Problem details:
Copy the lines below, changing every occurrence of "bounding box" to "bounding rectangle" and leaving all other text untouched.

----

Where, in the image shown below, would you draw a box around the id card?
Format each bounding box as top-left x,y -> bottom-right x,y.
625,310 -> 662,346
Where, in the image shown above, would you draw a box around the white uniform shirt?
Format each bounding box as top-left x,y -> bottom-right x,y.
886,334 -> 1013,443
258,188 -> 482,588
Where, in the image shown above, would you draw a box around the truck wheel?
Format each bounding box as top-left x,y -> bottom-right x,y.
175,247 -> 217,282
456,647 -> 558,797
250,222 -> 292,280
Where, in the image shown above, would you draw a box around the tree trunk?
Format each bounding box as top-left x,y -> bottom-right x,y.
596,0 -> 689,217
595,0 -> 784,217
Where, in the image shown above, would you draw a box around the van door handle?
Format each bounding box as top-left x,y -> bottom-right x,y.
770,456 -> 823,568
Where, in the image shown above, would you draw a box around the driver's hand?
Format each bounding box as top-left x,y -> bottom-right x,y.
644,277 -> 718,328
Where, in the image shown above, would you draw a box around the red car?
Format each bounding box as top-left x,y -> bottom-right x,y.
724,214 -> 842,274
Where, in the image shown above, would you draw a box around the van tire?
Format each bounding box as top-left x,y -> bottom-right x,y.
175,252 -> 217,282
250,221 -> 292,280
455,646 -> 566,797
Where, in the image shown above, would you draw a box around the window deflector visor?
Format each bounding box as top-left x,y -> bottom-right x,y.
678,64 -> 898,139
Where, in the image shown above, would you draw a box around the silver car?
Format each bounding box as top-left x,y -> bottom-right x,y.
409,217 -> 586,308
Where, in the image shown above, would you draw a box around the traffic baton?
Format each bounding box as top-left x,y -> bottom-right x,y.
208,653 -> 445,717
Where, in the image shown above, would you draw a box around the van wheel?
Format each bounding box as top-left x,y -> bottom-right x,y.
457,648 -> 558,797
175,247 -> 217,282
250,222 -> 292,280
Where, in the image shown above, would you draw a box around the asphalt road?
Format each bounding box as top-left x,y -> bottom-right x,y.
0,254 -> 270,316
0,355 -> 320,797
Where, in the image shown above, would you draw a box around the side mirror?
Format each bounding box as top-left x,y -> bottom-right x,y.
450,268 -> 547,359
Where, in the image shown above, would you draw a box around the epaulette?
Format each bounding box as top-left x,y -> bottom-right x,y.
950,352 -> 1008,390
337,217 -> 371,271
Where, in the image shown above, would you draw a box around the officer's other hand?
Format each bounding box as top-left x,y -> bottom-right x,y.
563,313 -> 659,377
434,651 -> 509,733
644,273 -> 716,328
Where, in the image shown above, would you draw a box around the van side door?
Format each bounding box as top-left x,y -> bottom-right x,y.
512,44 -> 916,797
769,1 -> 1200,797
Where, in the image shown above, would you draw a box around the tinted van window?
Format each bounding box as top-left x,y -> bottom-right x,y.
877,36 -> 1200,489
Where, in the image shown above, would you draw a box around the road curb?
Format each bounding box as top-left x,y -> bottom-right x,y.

----

Exercise output:
Where, in the image shown below, would you draw a box around the id card?
Format each bounding rectangle as top-left x,y -> bottom-right x,y.
625,310 -> 662,346
Where, in the image shown above, would you draw a box around the white uniform shirt?
Format each bounding rectangle as top-left x,y -> bottom-right x,y.
886,334 -> 1013,443
258,188 -> 482,588
Where, in the image shown above, would you draw a box around the truck wheel?
Format each bounding rectangle as top-left x,y -> bottom-right x,y.
175,247 -> 217,282
456,647 -> 558,797
250,222 -> 292,280
Where, in the image shown above, would you draw a box around the tree trunk?
Format each bounding rectangle as top-left x,y -> bottom-right x,y.
596,0 -> 689,217
595,0 -> 784,217
Where, in the image shown above, would you draw a box around the van door handle?
Format each bounding rectangle as top-left x,y -> bottom-right x,y.
770,456 -> 823,568
Where, in the image shown above, would you draw a box around the driver's hand?
Format each bounding rectangle as top-left x,y -> bottom-right x,y.
644,277 -> 718,328
Where, in the image shown above, would you draw a box around the red car?
Format each bounding rectangle as top-left x,y -> bottom-right x,y.
724,214 -> 842,274
Where, in the image shown above, would you draw a box around the van tire?
Format each bounding rectangle as top-left x,y -> bottom-right x,y.
175,252 -> 217,282
250,221 -> 292,280
455,646 -> 566,797
Where, in the image shown above, would you draw a box around the window deflector visor?
Format each bounding rectangle as top-left x,y -> bottom-right x,y.
678,64 -> 898,139
Where, in the image shown above, would you draw a box around the silver car?
Format each bounding rectangle as top-left x,y -> bottom-right x,y.
409,217 -> 586,308
Where, in the image shown above, would you draw a box around the traffic baton?
Format each bounding rectangle as top-left x,y -> bottom-right x,y.
208,653 -> 445,717
Where, in the image shown above, would you draw a box around the van wheel?
Format each bounding rectangle as top-left x,y -> bottom-right x,y.
457,648 -> 558,797
175,247 -> 217,282
250,222 -> 292,280
Where, in the image shown above, would you draw a box around the asphalt road?
Format each bounding rectangle as top-left x,y -> bottom-right x,y.
0,254 -> 270,316
0,355 -> 320,797
Where, in the image shown above, would you draw a box around the side mirror?
Format each bounding rectangle as top-left x,y -> bottom-right x,y.
450,268 -> 547,359
Where, in the image shown above, would you draw a box around the epaulette?
Format each bounding rectangle as top-left x,y -> bottom-right x,y.
950,352 -> 1008,390
337,217 -> 371,271
Where, in the image shown above, would you draw a box around the officer's other hand?
Format each bounding rectangle as top-left x,y -> bottom-right x,y.
563,313 -> 659,377
434,651 -> 509,733
644,273 -> 716,328
Where, in the image shown above, would you draw a box around the van side door?
Format each bounding rectangle as top-left x,y -> bottom-right x,y.
512,44 -> 916,797
769,1 -> 1200,797
Where, in the image shown above, would you draw a box around the tinted van window?
Format each bounding rectangle as top-left x,y -> bottom-right x,y.
877,36 -> 1200,489
Where, in the image shown above, would you draw a box around the road curb?
Format each bounding rectangle as top-left x,y -> bottom-right x,y.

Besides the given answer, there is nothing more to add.